→ **Stated goal**
Decide whether each statement below agrees with the text on the central limit theorem, and back each yes or no with the deciding words from that text in quotation marks. 1. A histogram of the sample means will look like a normal distribution. 2. The simulation code is written in Python. 3. The random seed is set to 42.

The magic of the central limit theorem is that, no what what distribution the sample is drawn from, it's mean is approximately normally distributed.

Think about this way: you have a population of, say, 10.000.000.000 bottles some of which are defective (however we might choose define that). Rather than counting of all them, you draw 100 samples each of 100 bottles and for each sample you compute the mean. Now, if you plot a histogram of those means you will get the sampling distribution of the mean - and it will look like a normal distribution.

We can build a small scale simmulation to show this example, here written in R:

require(magrittr)

# Setup inital parameters:
set.seed(42)
n           <- 10*10^6
draws       <- 100
sampleSize  <- 100
samples     <- vector("list", draws)



# Setup population of bottles:
tm    <- 0.3                             # True sample distribution mean
tstd  <- sqrt(0.3*(1-0.3)) / sqrt(100)   # True sample distribtion std.

population  <- rbinom(n = n, size = 1, p = tm)

# Draw samples:
samples     <- lapply(samples, sample, 
                  # Arguments passed to the sample function:
                  x        = population,
                  size     = sampleSize,
                  replace  = T
                  )


# Calculate sample means 
means <- lapply(samples, mean) %>% unlist

# Plot the sample distribution:
means %>% density %>% plot

# Overlay with normal distribution:
x <- seq(0,0.5,length = 1000)

→ **Entries drawn from a collection**
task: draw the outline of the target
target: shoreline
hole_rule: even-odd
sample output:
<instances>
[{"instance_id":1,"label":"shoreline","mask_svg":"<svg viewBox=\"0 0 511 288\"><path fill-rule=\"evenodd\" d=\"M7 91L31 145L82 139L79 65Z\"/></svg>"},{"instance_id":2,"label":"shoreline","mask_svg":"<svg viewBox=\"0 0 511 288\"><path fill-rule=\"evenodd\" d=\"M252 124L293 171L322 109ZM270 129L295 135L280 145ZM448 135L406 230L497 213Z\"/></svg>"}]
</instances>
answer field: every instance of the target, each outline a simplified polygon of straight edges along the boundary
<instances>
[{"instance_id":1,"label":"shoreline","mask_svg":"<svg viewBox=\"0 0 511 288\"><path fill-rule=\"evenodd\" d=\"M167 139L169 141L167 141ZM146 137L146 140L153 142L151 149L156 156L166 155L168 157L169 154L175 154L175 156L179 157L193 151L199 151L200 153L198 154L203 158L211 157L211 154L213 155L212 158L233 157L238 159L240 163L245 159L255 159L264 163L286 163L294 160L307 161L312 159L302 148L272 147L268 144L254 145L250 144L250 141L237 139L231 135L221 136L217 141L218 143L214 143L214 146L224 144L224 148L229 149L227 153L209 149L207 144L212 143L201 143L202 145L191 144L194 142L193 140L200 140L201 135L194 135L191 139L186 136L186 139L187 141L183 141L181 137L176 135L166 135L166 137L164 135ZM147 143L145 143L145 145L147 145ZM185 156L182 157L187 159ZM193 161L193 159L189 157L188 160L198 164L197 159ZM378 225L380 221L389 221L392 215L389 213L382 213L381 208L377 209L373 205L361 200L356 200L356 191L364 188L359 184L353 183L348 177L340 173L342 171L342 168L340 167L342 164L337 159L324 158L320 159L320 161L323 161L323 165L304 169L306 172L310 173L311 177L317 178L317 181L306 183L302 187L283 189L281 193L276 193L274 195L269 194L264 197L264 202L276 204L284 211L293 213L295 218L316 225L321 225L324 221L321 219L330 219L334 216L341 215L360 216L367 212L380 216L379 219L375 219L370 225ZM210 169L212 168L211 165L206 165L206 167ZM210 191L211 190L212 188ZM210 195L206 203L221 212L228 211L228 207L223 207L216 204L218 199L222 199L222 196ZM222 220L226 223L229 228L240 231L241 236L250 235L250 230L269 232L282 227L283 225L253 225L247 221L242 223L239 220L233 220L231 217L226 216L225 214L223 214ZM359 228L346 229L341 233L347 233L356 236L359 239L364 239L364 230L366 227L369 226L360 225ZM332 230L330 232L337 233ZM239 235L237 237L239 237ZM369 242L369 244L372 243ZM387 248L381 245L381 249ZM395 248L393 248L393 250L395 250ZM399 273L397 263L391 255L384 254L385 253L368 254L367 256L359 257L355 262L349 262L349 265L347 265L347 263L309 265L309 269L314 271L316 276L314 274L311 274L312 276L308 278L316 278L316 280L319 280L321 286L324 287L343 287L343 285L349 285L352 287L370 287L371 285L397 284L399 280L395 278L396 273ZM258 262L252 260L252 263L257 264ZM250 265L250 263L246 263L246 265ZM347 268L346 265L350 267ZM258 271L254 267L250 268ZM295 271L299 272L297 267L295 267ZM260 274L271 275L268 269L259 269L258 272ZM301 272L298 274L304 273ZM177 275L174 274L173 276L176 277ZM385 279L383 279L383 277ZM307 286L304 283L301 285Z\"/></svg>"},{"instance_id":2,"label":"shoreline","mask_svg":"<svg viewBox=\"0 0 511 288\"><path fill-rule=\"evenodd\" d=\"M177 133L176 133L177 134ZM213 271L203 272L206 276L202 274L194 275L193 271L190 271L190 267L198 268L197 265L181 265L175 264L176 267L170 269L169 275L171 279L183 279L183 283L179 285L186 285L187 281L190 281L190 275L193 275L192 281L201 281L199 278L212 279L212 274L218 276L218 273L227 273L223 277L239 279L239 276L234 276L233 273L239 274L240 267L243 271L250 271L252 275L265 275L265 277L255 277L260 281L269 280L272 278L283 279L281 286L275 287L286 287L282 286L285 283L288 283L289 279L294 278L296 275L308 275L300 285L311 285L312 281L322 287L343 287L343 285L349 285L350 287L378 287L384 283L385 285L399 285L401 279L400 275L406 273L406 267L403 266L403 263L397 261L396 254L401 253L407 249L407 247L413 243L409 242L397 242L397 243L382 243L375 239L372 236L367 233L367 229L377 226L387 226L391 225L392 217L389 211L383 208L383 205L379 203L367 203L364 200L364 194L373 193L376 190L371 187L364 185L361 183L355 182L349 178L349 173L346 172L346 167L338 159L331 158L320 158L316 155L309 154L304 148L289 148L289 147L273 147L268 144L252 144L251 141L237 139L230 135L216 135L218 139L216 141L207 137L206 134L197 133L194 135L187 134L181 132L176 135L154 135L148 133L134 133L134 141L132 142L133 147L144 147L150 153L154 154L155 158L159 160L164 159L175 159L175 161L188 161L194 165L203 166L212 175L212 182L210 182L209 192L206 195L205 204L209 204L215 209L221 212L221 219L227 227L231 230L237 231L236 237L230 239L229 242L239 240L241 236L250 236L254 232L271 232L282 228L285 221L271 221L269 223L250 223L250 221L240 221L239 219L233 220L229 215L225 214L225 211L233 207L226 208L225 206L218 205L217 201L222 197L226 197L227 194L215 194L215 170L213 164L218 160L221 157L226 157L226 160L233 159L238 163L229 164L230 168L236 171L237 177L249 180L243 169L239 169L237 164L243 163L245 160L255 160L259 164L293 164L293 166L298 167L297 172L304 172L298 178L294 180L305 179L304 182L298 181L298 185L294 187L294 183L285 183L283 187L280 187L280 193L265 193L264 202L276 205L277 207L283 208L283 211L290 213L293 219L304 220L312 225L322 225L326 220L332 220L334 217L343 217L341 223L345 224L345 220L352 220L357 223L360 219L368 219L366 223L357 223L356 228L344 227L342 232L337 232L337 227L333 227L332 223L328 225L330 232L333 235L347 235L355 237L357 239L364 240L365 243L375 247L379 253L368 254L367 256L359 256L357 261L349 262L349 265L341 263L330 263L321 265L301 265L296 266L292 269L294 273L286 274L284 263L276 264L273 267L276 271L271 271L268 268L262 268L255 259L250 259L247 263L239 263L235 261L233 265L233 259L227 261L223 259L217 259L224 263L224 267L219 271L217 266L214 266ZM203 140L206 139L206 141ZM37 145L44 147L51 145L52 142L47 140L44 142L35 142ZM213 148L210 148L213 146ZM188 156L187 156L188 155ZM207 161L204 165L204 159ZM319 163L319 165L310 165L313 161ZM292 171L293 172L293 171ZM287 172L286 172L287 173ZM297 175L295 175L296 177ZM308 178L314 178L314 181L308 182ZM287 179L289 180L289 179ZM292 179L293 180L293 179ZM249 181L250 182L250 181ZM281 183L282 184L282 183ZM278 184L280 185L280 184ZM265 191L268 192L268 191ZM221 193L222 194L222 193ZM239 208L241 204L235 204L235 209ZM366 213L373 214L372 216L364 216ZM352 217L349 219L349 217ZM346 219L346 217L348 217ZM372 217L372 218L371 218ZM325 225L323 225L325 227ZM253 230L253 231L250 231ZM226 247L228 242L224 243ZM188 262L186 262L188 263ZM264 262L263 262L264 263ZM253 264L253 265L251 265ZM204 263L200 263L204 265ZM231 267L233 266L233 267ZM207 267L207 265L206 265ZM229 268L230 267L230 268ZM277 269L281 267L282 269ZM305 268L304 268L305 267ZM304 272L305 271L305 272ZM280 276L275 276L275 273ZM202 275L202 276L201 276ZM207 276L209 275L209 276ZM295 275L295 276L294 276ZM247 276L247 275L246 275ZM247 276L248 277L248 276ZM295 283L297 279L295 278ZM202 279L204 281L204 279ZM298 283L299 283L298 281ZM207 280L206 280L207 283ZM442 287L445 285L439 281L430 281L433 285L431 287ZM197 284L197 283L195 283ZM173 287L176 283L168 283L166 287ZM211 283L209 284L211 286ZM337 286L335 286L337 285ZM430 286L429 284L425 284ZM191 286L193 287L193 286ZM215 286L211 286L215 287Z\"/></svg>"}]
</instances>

→ **The response**
1. Yes: "it will look like a normal distribution."
2. No: "here written in R"
3. Yes: "set.seed(42)"